── Material provided ──

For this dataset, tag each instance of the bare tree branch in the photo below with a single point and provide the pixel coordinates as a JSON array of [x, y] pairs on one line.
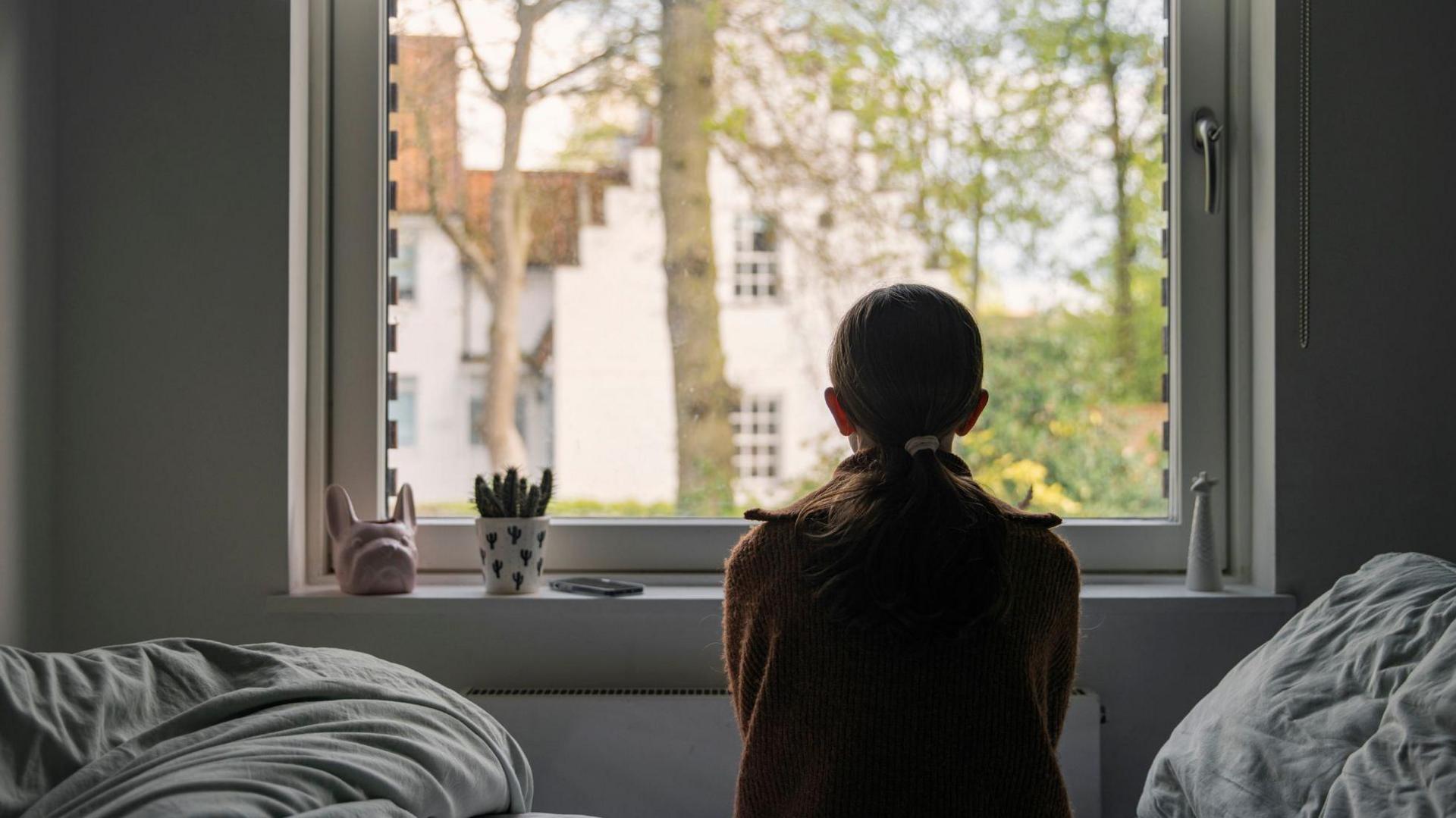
[[544, 8], [595, 60], [475, 57], [449, 218]]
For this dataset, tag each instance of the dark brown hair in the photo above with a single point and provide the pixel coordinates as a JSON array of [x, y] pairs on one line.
[[908, 544]]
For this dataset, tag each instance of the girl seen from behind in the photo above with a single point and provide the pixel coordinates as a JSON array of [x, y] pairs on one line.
[[900, 642]]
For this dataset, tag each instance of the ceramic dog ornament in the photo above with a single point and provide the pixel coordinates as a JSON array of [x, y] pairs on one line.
[[373, 556]]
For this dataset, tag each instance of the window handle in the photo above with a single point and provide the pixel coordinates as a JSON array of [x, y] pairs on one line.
[[1207, 139]]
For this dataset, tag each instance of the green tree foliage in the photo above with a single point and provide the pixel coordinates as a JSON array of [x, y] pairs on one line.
[[1030, 126]]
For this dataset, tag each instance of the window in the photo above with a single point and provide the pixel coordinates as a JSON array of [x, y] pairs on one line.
[[996, 156], [402, 268], [756, 440], [402, 412], [473, 421], [756, 258]]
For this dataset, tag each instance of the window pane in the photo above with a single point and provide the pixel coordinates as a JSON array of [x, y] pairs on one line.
[[635, 283]]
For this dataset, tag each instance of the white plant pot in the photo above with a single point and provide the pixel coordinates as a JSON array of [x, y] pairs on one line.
[[513, 552]]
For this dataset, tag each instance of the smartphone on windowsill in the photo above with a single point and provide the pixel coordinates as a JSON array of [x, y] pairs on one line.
[[596, 585]]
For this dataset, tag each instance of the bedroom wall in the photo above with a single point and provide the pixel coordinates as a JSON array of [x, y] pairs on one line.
[[25, 235], [12, 262], [1366, 437]]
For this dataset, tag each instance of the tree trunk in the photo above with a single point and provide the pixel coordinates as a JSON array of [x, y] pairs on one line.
[[1123, 248], [977, 221], [509, 242], [702, 393]]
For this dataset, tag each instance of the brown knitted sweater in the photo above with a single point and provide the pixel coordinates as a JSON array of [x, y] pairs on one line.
[[845, 722]]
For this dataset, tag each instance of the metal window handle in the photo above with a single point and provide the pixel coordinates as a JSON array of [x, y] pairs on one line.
[[1207, 139]]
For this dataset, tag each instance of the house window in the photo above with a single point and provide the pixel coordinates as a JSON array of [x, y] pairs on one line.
[[756, 438], [1079, 240], [402, 412], [402, 267], [756, 258], [473, 421]]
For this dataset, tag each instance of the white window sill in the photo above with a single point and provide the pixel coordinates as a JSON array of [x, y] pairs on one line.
[[699, 594]]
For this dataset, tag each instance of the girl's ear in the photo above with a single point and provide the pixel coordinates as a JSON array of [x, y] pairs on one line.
[[405, 507], [976, 414], [846, 427], [338, 511]]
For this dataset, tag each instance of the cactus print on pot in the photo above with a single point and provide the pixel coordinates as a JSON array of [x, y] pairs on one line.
[[513, 569], [511, 530]]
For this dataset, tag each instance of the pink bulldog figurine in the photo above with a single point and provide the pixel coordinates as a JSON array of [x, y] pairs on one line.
[[373, 556]]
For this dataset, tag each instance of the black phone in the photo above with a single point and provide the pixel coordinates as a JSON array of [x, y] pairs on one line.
[[598, 585]]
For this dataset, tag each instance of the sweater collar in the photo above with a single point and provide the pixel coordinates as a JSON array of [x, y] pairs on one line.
[[867, 459]]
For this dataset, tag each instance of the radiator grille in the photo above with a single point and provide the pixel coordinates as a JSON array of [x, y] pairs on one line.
[[596, 691]]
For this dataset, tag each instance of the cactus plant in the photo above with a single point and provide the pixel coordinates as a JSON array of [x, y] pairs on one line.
[[509, 494]]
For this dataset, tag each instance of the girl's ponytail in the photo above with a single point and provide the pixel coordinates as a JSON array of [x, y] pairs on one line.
[[906, 542]]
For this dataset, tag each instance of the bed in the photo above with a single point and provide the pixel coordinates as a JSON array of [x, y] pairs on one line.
[[188, 727], [1347, 712]]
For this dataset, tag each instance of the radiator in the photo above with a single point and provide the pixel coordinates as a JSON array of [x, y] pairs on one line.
[[674, 753]]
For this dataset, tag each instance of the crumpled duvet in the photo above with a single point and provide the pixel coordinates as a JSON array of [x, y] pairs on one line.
[[188, 727], [1348, 712]]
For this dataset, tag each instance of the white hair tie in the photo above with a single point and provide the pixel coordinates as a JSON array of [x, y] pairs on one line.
[[922, 443]]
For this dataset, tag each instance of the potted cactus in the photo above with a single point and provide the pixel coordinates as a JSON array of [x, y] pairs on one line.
[[511, 530]]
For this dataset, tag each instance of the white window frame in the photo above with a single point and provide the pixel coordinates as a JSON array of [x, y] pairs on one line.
[[746, 434], [347, 45], [764, 280]]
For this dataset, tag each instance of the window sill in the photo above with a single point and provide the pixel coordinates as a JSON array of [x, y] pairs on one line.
[[701, 594]]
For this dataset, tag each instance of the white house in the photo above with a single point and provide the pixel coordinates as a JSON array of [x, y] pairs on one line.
[[596, 400]]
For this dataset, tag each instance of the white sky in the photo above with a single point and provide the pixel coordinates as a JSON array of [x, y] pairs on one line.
[[566, 36]]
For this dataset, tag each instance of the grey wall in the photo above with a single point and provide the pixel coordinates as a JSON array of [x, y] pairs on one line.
[[12, 262], [171, 422], [1365, 424], [25, 344]]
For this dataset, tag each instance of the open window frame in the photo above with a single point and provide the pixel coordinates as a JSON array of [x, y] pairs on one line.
[[348, 79]]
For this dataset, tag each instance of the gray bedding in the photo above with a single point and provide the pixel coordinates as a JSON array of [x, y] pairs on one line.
[[187, 727], [1348, 712]]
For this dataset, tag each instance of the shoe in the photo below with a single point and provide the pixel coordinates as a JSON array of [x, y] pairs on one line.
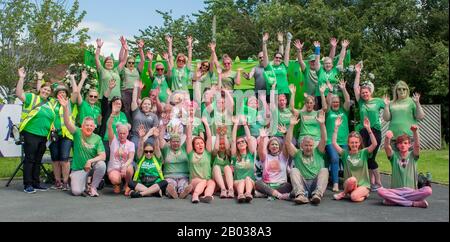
[[315, 199], [339, 196], [223, 193], [57, 186], [65, 187], [248, 197], [230, 193], [187, 190], [116, 189], [135, 194], [40, 188], [420, 204], [241, 198], [206, 199], [29, 190], [300, 199], [171, 191]]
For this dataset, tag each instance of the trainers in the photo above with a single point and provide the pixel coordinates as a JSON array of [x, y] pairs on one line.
[[135, 194], [420, 204], [315, 199], [40, 188], [187, 190], [29, 190], [300, 199], [171, 191]]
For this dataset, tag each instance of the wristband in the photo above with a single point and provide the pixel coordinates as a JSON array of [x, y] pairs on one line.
[[317, 50]]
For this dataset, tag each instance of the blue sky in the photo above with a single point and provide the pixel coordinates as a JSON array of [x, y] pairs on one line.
[[109, 19]]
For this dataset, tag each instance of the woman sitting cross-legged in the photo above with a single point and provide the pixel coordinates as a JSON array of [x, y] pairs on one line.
[[148, 179]]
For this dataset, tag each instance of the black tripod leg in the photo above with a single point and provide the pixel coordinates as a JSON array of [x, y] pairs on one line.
[[19, 167]]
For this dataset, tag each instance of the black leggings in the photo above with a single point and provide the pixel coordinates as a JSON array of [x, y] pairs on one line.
[[34, 148], [372, 164]]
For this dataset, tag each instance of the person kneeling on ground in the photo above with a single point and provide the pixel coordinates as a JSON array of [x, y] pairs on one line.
[[404, 190], [88, 154], [309, 177]]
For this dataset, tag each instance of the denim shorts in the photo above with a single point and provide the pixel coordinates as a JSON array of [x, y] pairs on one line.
[[60, 150]]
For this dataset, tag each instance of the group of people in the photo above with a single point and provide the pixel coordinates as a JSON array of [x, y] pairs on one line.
[[218, 140]]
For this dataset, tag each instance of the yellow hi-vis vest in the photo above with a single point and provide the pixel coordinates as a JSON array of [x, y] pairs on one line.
[[158, 168]]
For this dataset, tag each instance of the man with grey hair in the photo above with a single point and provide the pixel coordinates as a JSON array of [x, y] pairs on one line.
[[309, 177]]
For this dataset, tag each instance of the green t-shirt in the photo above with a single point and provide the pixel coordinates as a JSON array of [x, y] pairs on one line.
[[148, 168], [332, 76], [88, 110], [122, 118], [370, 109], [244, 168], [343, 129], [199, 165], [161, 82], [85, 149], [403, 115], [310, 166], [221, 160], [129, 78], [228, 82], [41, 123], [180, 78], [404, 176], [356, 165], [175, 162], [105, 76], [309, 125]]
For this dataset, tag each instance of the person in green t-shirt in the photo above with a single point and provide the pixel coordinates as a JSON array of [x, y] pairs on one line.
[[180, 75], [404, 190], [243, 152], [337, 110], [36, 121], [356, 173], [369, 107], [148, 180], [89, 154], [200, 164], [309, 176], [403, 111], [222, 173]]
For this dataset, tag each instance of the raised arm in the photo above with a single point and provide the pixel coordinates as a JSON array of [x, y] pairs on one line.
[[356, 87], [333, 45], [299, 45], [387, 144], [287, 52], [67, 120], [97, 54], [373, 140], [416, 146], [323, 131], [386, 110], [419, 111], [344, 45], [19, 87], [141, 55], [337, 124], [288, 140], [265, 54], [189, 62]]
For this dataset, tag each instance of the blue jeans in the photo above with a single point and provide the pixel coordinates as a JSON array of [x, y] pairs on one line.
[[334, 161]]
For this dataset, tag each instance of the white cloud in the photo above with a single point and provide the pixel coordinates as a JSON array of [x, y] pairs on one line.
[[110, 37]]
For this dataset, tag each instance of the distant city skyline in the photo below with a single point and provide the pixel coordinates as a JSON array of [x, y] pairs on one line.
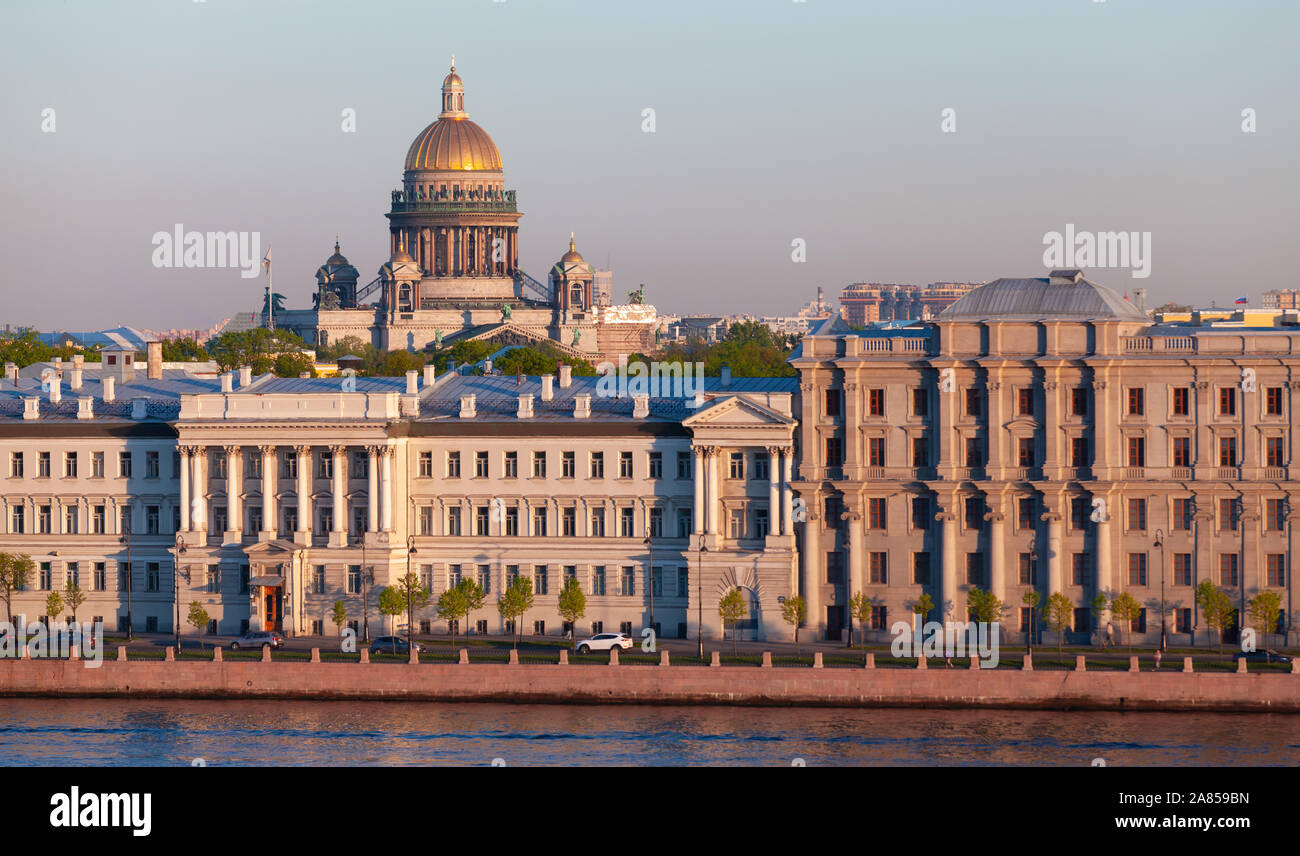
[[819, 122]]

───

What is expected -> Copy out everything in the records above, from the line containing "For this dataset, tag each instance of the group" down to the line containing "[[218, 140]]", character for character, both of those lines included.

Exercise response ->
For this dataset, tag each instance of the group of people in the photo above with a single point and provide the pixel coordinates as a JSON array of [x, y] pairs on one line.
[[218, 140]]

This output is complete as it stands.